We lost my dad 30 years ago today, a week before his 35th birthday. I wish I had something beautiful and wise to say about this, but I’m failing. I’m tapped out in this week that’s just too many things, but I can’t let today go without at least putting down some of these rambling thoughts. Proceed with caution.

I was only 7 when he died in a sailing accident, and my brother was 5. That kind of loss was hard at that age. I’d have given anything to protect my kids from that. Instead at 33, the same age my mom was, we had another sudden death in our home and I had to learn to parent through loss, too. Thank God she managed it, and we’re somehow managing, too.

Resource: Children’s Books About Loss and Grief

I miss you, Dad.

I wish I’d had the chance to know him as an adult. I know I’m better for the years we had together, and people still tell me about what a kind man he was, all these years later. I knew it as a child, but I love hearing it from people who knew him differently than I did. I take my kids to the water and listen to The Beatles with them. He’s here.

A week before he died he told a friend at work he was the happiest he’d ever been. He had everything he wanted. A couple years earlier we were still living in Guelph and he was working a high-stress job. He came home one day and told my mom that if he stayed there he wouldn’t see 40.

“Let’s go.”

They sold the house and we moved to Port Elgin three weeks later, in time for me to start grade one at a new school. They found jobs and made it work because it was important, and life is too short to be somewhere that makes you miserable. I’ve carried that lesson with me and it has served me well.

Provided records –
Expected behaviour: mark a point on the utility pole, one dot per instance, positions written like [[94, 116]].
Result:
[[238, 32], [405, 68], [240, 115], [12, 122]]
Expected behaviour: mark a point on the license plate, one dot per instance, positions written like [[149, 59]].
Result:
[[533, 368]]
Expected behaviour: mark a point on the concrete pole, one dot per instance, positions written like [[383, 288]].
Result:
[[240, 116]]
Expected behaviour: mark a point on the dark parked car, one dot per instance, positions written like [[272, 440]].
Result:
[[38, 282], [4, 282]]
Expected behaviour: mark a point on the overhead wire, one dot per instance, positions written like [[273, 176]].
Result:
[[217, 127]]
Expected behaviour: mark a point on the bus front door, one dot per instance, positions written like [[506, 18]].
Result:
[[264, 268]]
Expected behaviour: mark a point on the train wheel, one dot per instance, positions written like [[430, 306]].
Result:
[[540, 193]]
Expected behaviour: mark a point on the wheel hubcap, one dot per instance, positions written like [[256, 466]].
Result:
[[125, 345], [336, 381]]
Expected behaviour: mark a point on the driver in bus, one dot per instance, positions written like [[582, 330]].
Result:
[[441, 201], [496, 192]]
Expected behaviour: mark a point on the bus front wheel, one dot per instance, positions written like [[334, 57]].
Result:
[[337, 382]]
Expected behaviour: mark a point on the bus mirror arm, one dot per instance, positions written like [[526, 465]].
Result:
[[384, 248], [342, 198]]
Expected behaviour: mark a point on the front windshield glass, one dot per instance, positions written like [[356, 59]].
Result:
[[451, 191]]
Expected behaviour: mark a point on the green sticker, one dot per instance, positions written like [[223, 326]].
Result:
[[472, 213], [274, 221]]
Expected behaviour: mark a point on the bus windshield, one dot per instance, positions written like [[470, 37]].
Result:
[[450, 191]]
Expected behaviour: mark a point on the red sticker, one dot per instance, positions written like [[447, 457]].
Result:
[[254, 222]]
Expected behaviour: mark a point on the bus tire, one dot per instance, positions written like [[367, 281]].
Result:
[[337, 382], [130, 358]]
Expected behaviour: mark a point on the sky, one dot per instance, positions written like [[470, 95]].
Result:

Task requirements –
[1] In the text about the writer's father, where did the family move after selling their house in Guelph?
[2] Reproduce word for word the part of the text about the writer's father that opens with the words containing "A week before he" and closes with "wouldn’t see 40.".

Answers by item –
[1] Port Elgin.

[2]
A week before he died he told a friend at work he was the happiest he’d ever been. He had everything he wanted. A couple years earlier we were still living in Guelph and he was working a high-stress job. He came home one day and told my mom that if he stayed there he wouldn’t see 40.